## Begin Material

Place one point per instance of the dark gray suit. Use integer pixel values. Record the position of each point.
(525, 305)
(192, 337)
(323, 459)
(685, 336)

## End Material

#### [Task brief]
Can you rewrite all the material above as a CSV with two columns, input and output, giving one row per entry with each field in quotes and any line breaks changed to spaces?

#### [Solution to the problem]
input,output
"Place one point per instance of the dark gray suit. Use integer pixel values. Record the position of each point.","(525, 305) (192, 337) (323, 459) (685, 336)"